> [REQUIRED TASK 1]:
In the pack bitstream commit below, what value is defined as the setup time overhead constant per worker?
> [REQUIRED TASK 2]:
Using the pack bitstream commit below, explain why single-thread bitstream packing works better for frames with a smaller bitstream size.

===== EXCERPT

Improve pack bitstream multi-thread performance

This CL improves pack bitstream multi-thread performance by
accounting setup time overhead and job dispatch time overhead for
the number of tiles and available number of workers.

Change-Id: I98e4b0df684e40262ce87ccde24522d98080a825
diff --git a/av1/encoder/bitstream.c b/av1/encoder/bitstream.c
index f4c20b0..7093f3e 100644
--- a/av1/encoder/bitstream.c
+++ b/av1/encoder/bitstream.c
@@ -48,6 +48,8 @@
 #include "av1/encoder/tokenize.h"
 
 #define ENC_MISMATCH_DEBUG 0
+#define SETUP_TIME_OH_CONST 5     // Setup time overhead constant per worker
+#define JOB_DISP_TIME_OH_CONST 1  // Job dispatch time overhead per tile
 
 static INLINE void write_uniform(aom_writer *w, int n, int v) {
   const int l = get_unsigned_bits(n);
@@ -3918,19 +3920,36 @@
 // As per the experiments, single-thread bitstream packing is better for
 // frames with a smaller bitstream size. This behavior is due to setup time
 // overhead of multithread function would be more than that of time required
-// to pack the smaller bitstream of such frames. We set a threshold on the
-// total absolute sum of transform coeffs to detect such frames and disable
-// Multithreading.
-int enable_pack_bitstream_mt(const TileDataEnc *tile_data, int num_tiles,
-                             int num_workers) {
-  if (AOMMIN(num_workers, num_tiles) <= 1) return 0;
+// to pack the smaller bitstream of such frames. This function computes the
+// number of required number of workers based on setup time overhead and job
+// dispatch time overhead for given tiles and available workers.
+int calc_pack_bs_mt_workers(const TileDataEnc *tile_data, int num_tiles,
+                            int avail_workers) {
+  if (AOMMIN(avail_workers, num_tiles) <= 1) return 1;
 
-  const int num_work_sqr = num_workers * num_workers;
-  const uint64_t thresh = 50;
   uint64_t frame_abs_sum_level = 0;
+
   for (int idx = 0; idx < num_tiles; idx++)

==========
===== EXTRACTED ENTRIES

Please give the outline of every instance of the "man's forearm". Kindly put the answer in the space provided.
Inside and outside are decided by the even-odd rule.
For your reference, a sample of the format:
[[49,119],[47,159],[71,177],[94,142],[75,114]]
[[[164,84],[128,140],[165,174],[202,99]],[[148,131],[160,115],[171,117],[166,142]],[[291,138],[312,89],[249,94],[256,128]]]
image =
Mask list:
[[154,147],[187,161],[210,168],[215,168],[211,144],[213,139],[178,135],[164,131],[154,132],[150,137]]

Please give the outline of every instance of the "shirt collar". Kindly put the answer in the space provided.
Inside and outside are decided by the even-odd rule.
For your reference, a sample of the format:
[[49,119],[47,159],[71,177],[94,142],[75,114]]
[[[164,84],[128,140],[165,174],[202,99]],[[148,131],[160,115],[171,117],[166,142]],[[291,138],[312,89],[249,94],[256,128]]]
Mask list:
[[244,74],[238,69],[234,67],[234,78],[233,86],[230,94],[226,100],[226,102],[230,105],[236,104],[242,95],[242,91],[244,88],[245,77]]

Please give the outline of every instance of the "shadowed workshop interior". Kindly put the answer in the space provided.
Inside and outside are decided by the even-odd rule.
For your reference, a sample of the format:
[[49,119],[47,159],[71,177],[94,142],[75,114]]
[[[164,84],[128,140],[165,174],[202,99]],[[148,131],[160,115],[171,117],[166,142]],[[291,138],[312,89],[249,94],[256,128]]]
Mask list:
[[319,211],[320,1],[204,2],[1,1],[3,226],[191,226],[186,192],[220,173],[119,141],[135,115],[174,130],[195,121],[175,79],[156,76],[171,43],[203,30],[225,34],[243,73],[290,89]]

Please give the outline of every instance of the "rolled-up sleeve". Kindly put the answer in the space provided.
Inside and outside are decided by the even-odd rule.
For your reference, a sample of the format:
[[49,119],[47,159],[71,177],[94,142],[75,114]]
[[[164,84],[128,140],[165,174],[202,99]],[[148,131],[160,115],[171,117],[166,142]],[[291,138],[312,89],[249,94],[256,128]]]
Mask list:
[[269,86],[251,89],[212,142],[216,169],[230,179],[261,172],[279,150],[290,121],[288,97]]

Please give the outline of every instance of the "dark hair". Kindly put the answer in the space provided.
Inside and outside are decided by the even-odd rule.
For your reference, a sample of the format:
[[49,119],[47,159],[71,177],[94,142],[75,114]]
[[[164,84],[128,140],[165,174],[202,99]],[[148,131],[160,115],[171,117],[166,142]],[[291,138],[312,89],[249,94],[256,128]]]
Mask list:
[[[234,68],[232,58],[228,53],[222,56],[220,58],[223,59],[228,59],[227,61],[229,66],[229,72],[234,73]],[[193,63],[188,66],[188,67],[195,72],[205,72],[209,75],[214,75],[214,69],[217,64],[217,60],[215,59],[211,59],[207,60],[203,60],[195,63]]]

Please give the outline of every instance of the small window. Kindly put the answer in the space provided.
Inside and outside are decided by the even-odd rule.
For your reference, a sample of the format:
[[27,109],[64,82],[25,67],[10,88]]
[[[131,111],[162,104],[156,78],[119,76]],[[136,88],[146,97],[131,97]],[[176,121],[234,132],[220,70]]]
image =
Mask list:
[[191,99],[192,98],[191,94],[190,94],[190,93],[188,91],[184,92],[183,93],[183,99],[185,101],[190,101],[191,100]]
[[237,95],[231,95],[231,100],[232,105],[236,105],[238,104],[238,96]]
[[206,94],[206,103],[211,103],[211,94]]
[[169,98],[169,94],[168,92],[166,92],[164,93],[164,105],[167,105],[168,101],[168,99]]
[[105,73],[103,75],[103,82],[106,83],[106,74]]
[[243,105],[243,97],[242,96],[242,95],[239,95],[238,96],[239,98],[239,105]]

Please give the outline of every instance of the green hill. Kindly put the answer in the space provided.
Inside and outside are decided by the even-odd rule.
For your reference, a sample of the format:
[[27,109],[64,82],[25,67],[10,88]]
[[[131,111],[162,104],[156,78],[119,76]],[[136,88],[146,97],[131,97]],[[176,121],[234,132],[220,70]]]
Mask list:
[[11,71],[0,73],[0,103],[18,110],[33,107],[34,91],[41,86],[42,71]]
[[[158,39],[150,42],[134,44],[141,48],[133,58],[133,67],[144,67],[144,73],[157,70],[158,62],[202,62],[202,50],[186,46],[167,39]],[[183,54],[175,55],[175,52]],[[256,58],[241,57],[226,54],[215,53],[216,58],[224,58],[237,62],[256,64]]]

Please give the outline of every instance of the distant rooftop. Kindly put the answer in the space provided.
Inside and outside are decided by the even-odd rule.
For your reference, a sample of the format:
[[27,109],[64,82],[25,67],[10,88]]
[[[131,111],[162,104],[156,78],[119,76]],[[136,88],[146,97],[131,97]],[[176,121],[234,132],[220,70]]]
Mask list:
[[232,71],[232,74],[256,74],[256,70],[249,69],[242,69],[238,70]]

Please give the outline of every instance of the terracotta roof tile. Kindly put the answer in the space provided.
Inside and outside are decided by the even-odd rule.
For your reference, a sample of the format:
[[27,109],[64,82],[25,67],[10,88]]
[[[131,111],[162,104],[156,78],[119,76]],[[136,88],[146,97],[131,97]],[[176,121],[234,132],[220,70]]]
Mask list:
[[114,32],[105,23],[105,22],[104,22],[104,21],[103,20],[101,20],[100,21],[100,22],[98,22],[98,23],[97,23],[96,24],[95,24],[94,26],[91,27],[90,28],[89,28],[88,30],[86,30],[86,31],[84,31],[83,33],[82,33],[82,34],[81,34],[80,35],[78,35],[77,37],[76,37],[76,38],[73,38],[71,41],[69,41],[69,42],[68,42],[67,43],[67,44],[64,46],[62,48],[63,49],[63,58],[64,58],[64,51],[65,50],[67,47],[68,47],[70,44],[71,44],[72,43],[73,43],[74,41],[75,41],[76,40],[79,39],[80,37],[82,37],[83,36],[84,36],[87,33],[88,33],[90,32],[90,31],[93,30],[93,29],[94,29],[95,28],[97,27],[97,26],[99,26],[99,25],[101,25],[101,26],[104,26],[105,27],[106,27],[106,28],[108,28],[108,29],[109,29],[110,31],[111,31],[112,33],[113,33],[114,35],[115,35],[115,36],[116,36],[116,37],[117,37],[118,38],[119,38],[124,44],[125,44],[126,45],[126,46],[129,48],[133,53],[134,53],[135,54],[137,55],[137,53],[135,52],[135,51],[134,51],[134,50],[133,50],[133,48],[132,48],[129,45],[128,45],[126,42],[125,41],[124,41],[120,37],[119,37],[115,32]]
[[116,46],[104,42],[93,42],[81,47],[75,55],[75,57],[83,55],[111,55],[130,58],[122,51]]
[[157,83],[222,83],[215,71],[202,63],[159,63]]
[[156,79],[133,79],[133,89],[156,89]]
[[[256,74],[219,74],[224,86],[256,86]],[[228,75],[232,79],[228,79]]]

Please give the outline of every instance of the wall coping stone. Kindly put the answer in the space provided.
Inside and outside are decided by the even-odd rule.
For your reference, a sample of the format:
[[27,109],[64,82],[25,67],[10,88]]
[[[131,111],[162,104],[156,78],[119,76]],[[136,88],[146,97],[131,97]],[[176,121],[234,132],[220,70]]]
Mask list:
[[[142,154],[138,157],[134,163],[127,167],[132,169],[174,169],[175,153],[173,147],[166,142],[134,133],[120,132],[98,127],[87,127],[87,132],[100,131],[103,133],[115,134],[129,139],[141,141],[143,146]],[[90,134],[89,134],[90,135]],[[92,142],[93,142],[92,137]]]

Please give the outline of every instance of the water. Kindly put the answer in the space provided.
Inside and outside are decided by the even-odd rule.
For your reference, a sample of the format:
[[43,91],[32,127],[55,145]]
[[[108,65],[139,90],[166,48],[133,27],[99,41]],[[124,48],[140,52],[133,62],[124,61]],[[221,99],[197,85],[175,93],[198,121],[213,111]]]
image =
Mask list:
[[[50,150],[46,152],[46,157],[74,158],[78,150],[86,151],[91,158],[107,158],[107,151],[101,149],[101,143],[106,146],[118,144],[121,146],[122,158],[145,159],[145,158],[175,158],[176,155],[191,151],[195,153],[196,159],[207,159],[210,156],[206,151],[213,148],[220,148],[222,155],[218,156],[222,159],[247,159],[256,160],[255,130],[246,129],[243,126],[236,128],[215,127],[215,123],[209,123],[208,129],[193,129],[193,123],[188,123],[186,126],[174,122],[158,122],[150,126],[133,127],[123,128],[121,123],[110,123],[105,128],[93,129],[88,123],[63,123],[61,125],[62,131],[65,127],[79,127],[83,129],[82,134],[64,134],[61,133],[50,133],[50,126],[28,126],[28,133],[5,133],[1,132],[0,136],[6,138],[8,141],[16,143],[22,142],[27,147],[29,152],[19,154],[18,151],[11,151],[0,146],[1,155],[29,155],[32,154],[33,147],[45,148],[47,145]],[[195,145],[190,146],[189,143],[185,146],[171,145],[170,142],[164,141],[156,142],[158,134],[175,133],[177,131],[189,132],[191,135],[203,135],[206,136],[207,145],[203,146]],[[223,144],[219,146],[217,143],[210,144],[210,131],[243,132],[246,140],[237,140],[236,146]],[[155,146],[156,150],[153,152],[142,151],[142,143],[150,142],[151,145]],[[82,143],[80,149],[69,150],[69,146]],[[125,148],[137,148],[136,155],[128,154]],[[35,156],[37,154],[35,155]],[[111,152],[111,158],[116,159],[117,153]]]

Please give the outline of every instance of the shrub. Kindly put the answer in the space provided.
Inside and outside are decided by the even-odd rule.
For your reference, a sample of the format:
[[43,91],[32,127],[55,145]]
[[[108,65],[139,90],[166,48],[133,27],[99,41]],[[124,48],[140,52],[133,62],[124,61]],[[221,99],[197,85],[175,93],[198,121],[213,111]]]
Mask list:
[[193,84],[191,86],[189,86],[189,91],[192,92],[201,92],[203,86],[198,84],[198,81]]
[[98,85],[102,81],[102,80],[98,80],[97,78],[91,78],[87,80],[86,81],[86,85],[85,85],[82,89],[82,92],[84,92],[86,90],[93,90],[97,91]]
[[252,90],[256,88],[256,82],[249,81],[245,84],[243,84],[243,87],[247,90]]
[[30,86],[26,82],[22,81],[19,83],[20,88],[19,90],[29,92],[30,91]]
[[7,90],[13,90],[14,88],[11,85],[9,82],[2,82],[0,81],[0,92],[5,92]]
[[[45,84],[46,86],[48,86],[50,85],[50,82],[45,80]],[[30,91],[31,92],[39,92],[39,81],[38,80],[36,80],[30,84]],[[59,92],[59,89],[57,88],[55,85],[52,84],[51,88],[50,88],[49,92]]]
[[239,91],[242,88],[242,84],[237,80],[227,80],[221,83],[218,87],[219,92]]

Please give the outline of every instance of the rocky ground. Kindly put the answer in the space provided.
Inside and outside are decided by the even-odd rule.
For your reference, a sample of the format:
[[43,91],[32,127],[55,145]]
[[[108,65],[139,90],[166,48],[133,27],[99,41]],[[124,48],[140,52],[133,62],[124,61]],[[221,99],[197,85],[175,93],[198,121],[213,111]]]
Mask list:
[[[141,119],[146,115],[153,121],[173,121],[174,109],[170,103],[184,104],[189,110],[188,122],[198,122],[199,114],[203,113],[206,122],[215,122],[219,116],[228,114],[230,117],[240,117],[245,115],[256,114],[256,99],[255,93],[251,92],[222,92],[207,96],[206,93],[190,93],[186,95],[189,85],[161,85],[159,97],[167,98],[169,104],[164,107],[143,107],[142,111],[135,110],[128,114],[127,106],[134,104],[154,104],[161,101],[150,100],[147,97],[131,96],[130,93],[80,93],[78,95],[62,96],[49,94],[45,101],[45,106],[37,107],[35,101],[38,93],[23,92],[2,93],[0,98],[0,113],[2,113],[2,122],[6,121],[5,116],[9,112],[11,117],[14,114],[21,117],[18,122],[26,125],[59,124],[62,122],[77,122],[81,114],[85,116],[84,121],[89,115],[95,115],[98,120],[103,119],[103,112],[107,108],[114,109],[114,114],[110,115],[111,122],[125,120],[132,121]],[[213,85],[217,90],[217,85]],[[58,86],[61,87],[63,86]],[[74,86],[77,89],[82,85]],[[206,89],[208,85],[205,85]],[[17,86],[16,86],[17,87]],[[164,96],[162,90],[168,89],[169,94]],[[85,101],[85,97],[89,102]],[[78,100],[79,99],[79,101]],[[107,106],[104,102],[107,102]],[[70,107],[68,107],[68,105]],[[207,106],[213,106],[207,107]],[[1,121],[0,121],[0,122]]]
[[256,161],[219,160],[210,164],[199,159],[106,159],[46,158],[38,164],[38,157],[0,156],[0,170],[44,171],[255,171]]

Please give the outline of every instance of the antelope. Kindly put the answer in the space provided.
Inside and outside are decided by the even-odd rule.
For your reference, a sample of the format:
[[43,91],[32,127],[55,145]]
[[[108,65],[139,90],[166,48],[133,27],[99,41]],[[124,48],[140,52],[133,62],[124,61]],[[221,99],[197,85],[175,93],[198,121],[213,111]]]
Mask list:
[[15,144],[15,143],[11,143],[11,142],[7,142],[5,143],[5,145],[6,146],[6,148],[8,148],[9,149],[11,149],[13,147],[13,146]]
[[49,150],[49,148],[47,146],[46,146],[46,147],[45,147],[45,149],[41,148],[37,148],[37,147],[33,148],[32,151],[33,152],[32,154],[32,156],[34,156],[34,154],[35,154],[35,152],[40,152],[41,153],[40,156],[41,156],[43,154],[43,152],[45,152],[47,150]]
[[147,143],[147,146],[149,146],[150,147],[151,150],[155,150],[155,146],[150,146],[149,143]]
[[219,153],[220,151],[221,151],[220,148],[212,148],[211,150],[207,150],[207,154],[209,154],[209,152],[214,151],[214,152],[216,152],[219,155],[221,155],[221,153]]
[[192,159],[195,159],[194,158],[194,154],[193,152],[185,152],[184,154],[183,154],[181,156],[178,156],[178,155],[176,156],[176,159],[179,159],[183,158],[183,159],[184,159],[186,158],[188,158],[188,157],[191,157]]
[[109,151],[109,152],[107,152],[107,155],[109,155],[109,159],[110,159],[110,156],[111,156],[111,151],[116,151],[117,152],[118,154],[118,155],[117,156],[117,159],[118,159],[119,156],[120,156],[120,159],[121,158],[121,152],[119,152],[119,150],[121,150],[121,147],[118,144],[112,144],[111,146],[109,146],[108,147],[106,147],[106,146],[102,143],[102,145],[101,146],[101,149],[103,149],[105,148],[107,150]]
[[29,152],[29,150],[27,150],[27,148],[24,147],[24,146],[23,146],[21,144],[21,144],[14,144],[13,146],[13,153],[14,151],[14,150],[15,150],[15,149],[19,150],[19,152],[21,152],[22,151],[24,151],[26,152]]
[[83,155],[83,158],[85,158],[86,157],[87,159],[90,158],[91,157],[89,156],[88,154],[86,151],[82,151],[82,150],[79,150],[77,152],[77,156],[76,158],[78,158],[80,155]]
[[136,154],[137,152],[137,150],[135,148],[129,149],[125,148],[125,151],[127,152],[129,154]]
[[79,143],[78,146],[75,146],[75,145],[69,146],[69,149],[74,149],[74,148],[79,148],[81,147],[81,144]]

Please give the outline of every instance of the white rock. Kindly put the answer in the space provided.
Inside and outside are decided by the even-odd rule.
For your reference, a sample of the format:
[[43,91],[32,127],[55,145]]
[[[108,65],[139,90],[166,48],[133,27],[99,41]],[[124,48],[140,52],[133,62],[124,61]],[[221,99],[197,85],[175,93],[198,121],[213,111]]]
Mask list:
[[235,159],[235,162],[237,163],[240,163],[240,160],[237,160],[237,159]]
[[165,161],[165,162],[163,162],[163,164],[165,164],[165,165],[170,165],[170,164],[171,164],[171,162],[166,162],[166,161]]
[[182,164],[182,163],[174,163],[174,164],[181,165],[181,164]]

==========

> [RESULT 1]:
5

> [RESULT 2]:
For such frames, the setup time overhead of the multithread function would be greater than the time needed to pack their smaller bitstream. Single-thread packing avoids that overhead.